Task objective: Copy the data below verbatim, keeping every line and character unchanged.

## start Supplied records

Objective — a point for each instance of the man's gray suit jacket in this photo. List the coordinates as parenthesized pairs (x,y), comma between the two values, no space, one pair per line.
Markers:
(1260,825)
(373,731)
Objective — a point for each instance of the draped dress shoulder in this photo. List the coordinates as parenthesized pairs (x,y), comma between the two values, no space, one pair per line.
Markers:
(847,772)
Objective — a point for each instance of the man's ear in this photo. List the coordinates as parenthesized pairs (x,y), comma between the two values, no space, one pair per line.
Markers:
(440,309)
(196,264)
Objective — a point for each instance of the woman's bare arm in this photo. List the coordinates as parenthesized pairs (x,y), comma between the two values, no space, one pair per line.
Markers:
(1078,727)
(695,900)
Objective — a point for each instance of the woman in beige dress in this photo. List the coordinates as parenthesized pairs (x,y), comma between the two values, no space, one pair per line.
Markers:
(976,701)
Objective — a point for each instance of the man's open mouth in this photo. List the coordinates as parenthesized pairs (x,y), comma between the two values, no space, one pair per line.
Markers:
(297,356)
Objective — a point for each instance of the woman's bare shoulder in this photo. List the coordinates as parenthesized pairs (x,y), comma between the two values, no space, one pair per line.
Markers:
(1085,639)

## end Supplied records

Final result:
Objective — a point for each instance of the man's gray suit jacket in this photo. List the coordinates as parenthesized pairs (x,y), comma between the two values, no space, one pair per line.
Markers:
(1260,825)
(373,731)
Objective — a point for each instance of the draped dress shoulder in this photo. List the coordinates as parenthesized pairs (x,y), comma between the two values, no space, one pair per line.
Markers:
(847,772)
Objective — a point for each instance of the man's ear in this photo. List the coordinates as parenthesized pairs (x,y), comma between the two values, no space, one pair per line.
Markers:
(440,309)
(196,264)
Objective — a point for each instance of the woman's bare arm in this photo. List the coordinates as parenthesized pairs (x,y), comma between the two values, no space, one pair per line.
Markers:
(1078,727)
(695,900)
Objective — a point for each instance of the woman in beige dress in this photo. List the coordinates as parenthesized pairs (x,y), comma between the two values, no space, one pair per line.
Markers:
(976,701)
Objective — a point for each instance of the man's open mouth in this photo. List the coordinates as parenthesized pairs (x,y), comma between the two values, no space, one pair per line.
Markers:
(297,356)
Objective — a point for each instance of the woman's bare shoulder in this photo. List the coordinates as parenthesized pairs (x,y), comma between the two values, no space, one pair per line.
Markers:
(1085,639)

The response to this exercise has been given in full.